▶ WHAT TO WORK ON: Where the records below show a line containing "Provide the location of each instance of the white lettering", start copying; end with the line containing "Provide the location of each instance of the red shorts", and copy it too.

▶ EXTRACTED RECORDS:
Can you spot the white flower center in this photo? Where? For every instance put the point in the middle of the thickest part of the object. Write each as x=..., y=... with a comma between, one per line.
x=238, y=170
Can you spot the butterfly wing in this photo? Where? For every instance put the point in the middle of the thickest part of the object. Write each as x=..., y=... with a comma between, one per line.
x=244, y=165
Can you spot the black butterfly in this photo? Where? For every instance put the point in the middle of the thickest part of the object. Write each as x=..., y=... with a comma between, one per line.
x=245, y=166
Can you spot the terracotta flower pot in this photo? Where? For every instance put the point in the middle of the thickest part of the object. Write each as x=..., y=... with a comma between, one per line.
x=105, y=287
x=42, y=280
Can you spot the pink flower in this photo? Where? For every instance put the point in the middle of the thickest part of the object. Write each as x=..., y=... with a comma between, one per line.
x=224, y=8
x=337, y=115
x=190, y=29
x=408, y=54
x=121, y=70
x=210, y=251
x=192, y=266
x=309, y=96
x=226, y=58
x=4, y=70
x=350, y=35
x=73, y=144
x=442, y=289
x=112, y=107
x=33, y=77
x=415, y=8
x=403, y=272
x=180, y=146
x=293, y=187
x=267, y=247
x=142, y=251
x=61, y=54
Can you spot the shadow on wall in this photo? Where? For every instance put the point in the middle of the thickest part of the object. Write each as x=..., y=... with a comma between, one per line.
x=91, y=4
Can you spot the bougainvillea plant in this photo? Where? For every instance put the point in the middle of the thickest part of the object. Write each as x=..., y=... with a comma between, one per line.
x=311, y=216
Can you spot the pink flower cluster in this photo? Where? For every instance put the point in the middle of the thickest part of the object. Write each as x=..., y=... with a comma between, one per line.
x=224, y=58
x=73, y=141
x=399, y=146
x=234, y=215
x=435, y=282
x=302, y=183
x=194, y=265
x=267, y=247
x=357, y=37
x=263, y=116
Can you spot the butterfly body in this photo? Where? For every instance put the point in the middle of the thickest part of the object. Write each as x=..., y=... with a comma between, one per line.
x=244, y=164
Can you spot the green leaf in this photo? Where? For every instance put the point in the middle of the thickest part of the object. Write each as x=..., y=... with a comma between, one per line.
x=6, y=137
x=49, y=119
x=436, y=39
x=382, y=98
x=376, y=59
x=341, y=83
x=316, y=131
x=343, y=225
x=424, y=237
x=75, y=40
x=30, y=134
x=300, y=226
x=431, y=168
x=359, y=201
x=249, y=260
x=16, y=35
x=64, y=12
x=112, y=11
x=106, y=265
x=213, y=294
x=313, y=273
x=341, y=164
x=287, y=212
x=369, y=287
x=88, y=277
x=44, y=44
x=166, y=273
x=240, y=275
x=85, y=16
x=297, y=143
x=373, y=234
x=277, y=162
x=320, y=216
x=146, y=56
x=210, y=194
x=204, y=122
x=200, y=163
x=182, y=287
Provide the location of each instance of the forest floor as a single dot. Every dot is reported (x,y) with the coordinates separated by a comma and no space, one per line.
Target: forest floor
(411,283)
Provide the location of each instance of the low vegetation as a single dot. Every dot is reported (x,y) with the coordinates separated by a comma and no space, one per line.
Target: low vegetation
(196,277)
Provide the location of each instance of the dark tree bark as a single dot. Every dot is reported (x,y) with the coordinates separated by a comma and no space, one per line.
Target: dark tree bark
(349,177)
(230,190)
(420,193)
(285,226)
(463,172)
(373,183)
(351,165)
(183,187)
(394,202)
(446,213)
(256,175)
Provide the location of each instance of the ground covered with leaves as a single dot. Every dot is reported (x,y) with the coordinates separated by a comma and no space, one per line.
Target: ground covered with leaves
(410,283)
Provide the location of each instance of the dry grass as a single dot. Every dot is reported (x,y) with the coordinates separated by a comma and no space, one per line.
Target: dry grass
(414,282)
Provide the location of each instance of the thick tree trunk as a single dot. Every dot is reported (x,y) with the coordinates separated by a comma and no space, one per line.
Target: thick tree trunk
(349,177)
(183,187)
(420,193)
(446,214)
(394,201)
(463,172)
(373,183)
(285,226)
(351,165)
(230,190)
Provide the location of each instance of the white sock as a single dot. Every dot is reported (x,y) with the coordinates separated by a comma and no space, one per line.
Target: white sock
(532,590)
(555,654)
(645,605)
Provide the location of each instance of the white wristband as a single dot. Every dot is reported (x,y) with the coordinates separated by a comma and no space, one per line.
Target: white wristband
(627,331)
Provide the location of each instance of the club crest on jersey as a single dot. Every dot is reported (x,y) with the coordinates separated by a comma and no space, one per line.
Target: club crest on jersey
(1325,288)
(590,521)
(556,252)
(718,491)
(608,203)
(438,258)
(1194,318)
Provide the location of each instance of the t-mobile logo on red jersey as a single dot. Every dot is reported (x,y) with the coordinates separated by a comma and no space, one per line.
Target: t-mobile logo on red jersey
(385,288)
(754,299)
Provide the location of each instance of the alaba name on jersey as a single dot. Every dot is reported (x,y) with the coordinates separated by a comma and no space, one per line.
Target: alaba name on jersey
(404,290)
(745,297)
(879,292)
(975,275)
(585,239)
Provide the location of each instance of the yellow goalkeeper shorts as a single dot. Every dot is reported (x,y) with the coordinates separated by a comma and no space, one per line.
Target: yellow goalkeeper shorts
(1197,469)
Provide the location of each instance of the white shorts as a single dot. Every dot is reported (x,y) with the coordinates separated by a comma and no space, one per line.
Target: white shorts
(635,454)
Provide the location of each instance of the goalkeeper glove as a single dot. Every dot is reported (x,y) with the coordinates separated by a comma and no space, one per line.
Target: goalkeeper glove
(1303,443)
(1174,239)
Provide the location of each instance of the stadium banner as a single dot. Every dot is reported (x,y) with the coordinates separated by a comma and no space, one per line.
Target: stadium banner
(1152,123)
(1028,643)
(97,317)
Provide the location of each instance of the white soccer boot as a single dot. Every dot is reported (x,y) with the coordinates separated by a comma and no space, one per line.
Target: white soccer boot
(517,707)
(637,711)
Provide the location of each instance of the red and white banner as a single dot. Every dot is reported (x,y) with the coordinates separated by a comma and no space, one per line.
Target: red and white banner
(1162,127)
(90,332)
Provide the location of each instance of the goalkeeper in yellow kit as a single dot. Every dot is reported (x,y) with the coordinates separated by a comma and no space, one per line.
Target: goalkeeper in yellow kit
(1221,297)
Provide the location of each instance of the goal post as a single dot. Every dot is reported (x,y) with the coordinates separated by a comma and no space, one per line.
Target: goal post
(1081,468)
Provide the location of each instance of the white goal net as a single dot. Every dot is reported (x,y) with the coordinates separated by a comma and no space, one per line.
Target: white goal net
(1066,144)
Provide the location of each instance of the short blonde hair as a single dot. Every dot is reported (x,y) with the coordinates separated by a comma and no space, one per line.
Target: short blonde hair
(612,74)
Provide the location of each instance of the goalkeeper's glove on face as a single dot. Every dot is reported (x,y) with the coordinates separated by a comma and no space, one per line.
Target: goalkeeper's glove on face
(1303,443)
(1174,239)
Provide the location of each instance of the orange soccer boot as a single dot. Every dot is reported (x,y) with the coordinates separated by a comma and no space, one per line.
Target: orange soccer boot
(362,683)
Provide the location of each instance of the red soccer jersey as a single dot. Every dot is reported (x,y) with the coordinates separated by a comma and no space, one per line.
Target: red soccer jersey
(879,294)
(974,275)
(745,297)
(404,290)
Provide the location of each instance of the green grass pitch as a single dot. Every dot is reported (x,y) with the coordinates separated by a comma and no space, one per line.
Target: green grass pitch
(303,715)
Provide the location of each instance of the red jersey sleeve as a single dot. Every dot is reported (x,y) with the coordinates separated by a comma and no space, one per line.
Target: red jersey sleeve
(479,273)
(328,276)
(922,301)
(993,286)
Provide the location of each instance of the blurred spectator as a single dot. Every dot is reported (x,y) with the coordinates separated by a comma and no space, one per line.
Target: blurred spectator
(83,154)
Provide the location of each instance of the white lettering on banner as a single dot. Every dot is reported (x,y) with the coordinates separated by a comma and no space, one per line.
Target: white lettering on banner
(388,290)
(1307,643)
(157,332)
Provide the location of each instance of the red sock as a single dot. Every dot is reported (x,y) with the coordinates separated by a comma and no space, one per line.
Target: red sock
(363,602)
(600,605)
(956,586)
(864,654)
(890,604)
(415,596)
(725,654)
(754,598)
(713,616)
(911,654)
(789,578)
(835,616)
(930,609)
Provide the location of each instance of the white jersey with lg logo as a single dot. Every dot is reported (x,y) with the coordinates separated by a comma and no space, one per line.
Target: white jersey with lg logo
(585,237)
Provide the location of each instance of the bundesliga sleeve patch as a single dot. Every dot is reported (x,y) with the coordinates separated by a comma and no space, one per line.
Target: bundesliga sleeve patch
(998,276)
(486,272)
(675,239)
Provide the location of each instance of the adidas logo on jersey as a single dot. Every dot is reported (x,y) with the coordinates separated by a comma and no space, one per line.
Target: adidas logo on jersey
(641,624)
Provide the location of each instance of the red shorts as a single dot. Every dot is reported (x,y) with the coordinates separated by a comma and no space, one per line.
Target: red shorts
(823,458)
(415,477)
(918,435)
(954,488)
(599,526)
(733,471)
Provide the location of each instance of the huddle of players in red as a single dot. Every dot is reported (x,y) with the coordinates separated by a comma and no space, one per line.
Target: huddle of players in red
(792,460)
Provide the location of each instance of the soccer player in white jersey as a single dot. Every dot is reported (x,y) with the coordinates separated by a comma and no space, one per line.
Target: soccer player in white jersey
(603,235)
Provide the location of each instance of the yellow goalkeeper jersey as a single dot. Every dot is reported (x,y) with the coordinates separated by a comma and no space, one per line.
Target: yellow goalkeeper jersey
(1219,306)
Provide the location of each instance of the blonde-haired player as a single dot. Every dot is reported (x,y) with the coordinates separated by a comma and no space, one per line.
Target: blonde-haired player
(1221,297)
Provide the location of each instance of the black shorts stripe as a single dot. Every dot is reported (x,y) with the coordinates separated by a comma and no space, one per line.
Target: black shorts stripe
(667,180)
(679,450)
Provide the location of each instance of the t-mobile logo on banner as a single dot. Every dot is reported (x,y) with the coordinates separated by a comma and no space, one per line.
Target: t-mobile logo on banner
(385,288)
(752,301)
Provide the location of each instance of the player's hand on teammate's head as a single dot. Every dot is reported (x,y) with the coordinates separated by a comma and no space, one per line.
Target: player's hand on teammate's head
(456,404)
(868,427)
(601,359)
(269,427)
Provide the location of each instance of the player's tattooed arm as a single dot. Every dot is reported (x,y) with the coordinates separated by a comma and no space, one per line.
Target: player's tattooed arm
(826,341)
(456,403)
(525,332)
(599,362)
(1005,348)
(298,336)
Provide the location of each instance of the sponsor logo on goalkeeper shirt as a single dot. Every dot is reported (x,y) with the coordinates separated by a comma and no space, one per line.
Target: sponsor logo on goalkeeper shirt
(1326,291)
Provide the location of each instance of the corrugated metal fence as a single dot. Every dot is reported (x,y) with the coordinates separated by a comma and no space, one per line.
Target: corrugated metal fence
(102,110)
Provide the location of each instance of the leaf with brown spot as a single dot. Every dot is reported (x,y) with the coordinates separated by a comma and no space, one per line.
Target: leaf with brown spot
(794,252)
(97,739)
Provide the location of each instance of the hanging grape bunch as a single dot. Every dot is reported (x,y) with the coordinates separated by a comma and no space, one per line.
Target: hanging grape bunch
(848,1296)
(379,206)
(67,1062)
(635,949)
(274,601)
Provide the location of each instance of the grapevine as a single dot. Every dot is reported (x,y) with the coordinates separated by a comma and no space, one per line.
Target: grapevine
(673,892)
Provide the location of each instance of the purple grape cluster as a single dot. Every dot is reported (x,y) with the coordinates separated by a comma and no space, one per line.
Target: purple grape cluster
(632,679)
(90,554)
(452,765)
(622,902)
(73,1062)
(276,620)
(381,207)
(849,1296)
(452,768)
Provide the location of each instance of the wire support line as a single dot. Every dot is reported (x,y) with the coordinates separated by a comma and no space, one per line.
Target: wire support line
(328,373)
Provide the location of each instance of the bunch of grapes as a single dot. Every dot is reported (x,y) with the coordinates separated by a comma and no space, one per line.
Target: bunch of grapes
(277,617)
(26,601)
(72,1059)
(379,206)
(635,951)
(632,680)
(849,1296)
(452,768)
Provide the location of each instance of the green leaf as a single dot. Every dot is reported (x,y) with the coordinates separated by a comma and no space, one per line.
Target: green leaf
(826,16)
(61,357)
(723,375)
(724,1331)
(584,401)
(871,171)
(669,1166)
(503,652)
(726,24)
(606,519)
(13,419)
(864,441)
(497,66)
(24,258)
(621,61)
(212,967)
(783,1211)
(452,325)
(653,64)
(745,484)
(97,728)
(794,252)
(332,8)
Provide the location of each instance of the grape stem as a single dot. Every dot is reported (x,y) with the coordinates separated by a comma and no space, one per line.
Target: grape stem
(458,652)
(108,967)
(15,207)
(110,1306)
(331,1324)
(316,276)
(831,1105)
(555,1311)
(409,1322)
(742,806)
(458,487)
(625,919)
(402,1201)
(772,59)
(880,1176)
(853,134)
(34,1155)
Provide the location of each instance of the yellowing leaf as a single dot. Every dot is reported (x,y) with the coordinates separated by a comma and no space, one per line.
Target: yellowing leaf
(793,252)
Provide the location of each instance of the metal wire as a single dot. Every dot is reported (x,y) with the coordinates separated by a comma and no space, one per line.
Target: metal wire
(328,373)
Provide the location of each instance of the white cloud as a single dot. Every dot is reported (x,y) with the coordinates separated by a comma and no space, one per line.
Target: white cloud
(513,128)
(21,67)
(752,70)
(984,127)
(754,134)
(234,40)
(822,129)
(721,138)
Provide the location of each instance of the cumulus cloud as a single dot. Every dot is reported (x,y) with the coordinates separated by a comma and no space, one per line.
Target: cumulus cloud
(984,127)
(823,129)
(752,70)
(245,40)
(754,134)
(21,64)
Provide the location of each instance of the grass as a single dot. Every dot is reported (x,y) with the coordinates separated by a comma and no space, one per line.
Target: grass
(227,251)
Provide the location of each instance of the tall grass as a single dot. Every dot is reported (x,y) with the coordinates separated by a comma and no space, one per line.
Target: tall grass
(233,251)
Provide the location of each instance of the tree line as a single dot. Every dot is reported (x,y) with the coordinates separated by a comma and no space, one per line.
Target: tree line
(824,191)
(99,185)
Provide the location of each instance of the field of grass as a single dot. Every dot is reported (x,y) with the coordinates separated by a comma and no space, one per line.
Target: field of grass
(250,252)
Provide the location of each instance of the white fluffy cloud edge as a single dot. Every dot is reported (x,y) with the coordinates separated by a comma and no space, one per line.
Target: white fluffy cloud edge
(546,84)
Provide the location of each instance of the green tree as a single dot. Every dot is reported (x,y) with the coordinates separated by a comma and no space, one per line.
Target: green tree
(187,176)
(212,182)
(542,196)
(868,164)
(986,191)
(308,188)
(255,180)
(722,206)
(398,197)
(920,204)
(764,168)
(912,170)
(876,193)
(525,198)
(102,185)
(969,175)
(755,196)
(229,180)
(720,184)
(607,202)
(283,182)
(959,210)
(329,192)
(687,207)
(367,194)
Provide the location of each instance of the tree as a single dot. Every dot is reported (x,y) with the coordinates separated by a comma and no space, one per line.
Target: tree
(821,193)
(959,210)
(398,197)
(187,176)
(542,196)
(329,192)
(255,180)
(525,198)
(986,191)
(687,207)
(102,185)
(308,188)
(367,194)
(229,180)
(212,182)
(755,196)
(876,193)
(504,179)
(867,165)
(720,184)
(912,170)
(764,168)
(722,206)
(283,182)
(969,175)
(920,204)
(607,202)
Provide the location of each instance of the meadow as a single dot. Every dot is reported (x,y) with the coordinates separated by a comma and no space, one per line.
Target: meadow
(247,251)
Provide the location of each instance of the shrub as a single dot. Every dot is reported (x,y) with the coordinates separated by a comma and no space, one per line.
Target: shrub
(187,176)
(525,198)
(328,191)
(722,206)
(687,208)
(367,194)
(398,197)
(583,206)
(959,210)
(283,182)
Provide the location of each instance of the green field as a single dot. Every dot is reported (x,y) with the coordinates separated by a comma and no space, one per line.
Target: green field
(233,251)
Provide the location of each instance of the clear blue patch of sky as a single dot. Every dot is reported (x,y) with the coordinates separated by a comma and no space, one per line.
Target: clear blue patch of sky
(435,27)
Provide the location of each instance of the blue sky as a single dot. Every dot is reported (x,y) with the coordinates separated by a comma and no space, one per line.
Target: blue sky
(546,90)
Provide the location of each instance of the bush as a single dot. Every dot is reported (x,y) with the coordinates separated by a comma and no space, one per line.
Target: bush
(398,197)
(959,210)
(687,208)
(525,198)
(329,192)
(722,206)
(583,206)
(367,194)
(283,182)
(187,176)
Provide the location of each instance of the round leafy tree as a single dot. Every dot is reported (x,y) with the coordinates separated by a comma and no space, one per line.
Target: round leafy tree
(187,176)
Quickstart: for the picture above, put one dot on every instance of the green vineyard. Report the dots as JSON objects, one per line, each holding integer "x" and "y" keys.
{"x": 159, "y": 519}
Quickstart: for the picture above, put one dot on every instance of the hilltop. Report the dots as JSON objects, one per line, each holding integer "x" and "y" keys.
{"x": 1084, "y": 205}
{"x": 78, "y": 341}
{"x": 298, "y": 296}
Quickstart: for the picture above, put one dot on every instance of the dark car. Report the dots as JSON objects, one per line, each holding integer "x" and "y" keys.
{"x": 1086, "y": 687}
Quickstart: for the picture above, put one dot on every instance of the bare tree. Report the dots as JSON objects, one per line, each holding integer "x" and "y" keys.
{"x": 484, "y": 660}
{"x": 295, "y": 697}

▶ EXPECTED ANSWER:
Provide the location of each instance of the white lettering on banner as a single dot. Every dot is reported (x,y) with the coordinates separated by a comma and no space, one per line.
Target: white lettering on banner
(388,290)
(1307,643)
(157,332)
Provide the location of each instance of the red sock as a single dot. Every dot is reported (x,y) with the coordinates separated by a comma and no space, one per line.
Target: red sock
(363,602)
(600,605)
(956,586)
(864,654)
(890,604)
(415,596)
(725,654)
(754,598)
(713,616)
(911,654)
(789,578)
(835,616)
(930,609)
Provide the location of each instance of the white jersey with lg logo as a single dot. Every dot is reported (x,y) with the coordinates separated by a comma and no space, one per line.
Target: white jersey with lg logo
(585,237)
Provide the location of each instance of the bundesliga sleeve patch as a single dot. Every dot is reported (x,y) with the coordinates separated by a comma and no space, one per line.
Target: bundesliga sleeve patch
(998,276)
(486,272)
(675,239)
Provide the location of each instance of the adidas logo on jersey as a single dot. Every dot is reported (x,y) with the coordinates separated by a comma and no space, one per line.
Target: adidas logo on jersey
(641,624)
Provide the location of each instance of the red shorts as a single dot. Every dot is reported (x,y) with the coordinates separated by a comma and no space, one per line.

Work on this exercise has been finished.